When I boot, my MR BIOS detects the CD-Rom, however, by the time Windows '98 comes up, the CD-Rom is nowhere to be found. Here is where it gets interesting. If I shut the machine off and disconnect the IDE cable from the CD-Rom and then reattach it, Windows '98 recognizes the CD-Rom and everything is O.K.

This makes no sense to me. Why would the computer recognize the CD-Rom if all I am doing is pulling the main power cable from the tower and pulling the IDE cable from the CD-Rom?

This is frustrating because as it is, I have to keep my tower panels removed just so I can pull the IDE cable every time I shut down and then plug it back in while the computer is down for the computer to recognize the CD-Rom. Any suggestions?

scotter
12-16-1999, 02:33 AM
try another cd-rom sounds like that one is going bad ?

### Data segment
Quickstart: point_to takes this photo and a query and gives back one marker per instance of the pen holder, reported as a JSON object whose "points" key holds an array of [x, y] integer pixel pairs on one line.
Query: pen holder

### Request
Answer these about the CD-Rom thread:
(a) What detects the CD-Rom when the machine boots?
(b) What does the poster have to keep removed in order to pull the IDE cable?
(c) What does scotter suggest trying?

### The completed task
(a) The MR BIOS.
(b) The tower panels.
(c) Another CD-Rom.